# Given information:

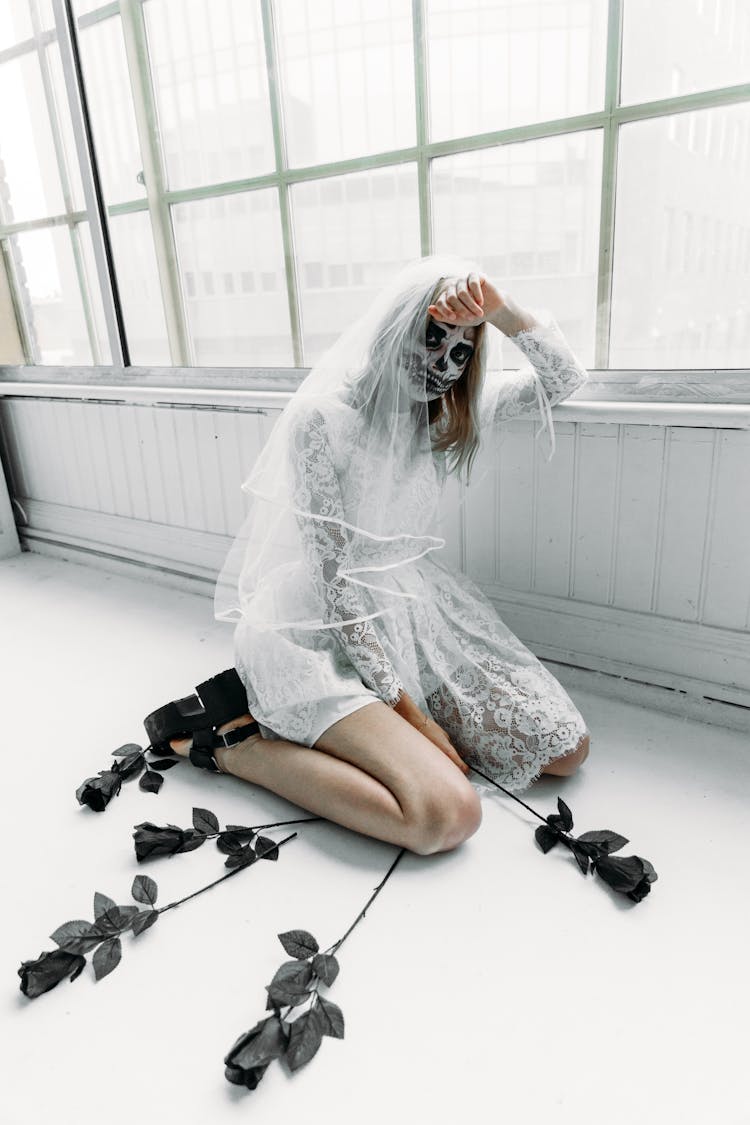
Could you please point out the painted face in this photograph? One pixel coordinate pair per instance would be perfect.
(441, 362)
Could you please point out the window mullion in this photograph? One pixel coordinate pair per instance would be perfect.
(608, 186)
(144, 106)
(280, 155)
(422, 102)
(92, 192)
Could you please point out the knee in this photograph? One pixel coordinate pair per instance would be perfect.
(450, 821)
(568, 765)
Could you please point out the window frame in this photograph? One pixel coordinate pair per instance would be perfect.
(679, 385)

# To do:
Would you transcribe exactly the lines from the one containing "Could you please point out the window frame" to the end of the material, and leave out the rest?

# Reply to the task:
Could you please point out the window frame in this photograph? One pixel coordinate pair per instance would be perfect.
(679, 385)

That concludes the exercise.